## begin Data excerpts

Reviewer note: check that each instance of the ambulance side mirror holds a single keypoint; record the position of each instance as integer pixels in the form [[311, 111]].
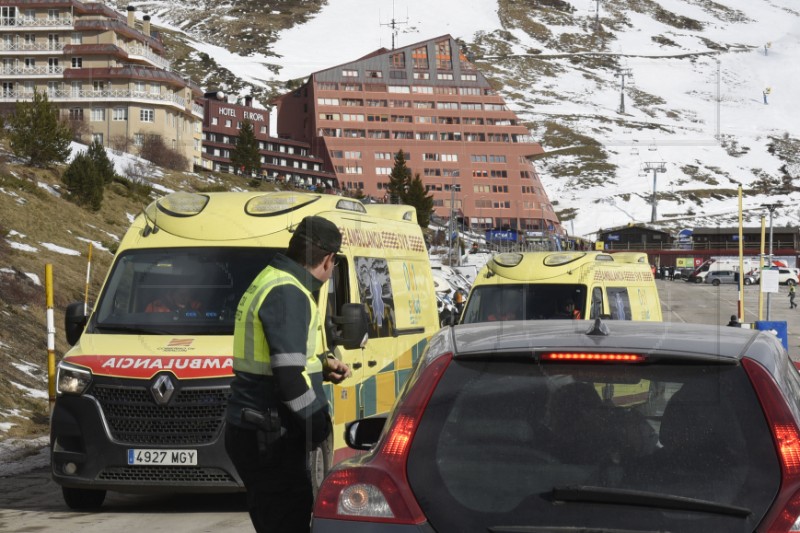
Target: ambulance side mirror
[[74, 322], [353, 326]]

## end Data excerpts
## begin Data excerpts

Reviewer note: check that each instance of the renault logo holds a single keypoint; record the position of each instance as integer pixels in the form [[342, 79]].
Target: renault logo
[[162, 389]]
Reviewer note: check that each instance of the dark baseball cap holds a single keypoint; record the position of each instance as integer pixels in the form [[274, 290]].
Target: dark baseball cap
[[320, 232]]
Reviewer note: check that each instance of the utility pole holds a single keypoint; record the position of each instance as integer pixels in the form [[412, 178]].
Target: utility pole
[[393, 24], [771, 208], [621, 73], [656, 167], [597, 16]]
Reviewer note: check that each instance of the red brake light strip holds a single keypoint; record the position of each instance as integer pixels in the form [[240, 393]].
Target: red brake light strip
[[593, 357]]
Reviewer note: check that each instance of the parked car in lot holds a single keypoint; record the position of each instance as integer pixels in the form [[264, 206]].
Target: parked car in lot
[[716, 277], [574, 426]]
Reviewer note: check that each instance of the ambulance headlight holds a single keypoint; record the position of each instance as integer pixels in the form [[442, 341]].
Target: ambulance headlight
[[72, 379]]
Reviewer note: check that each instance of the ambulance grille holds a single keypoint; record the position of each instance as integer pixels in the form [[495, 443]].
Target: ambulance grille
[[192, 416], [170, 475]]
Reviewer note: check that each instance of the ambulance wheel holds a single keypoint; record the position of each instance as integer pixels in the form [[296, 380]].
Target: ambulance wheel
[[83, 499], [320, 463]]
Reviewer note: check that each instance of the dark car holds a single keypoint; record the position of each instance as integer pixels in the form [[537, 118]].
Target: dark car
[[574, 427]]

## end Data excerpts

**What the task requires**
Recast the data from the line that contains "Reviewer note: check that each instance of the ambulance wheel" through the line that contains "[[83, 499], [320, 463]]", both included, as a numbered list with blank lines omitted.

**Result of this task**
1. Reviewer note: check that each instance of the ambulance wheel holds a single keypoint; record the position of each instance as integer pixels in the form [[296, 380]].
2. Target: ambulance wheel
3. [[83, 499], [320, 463]]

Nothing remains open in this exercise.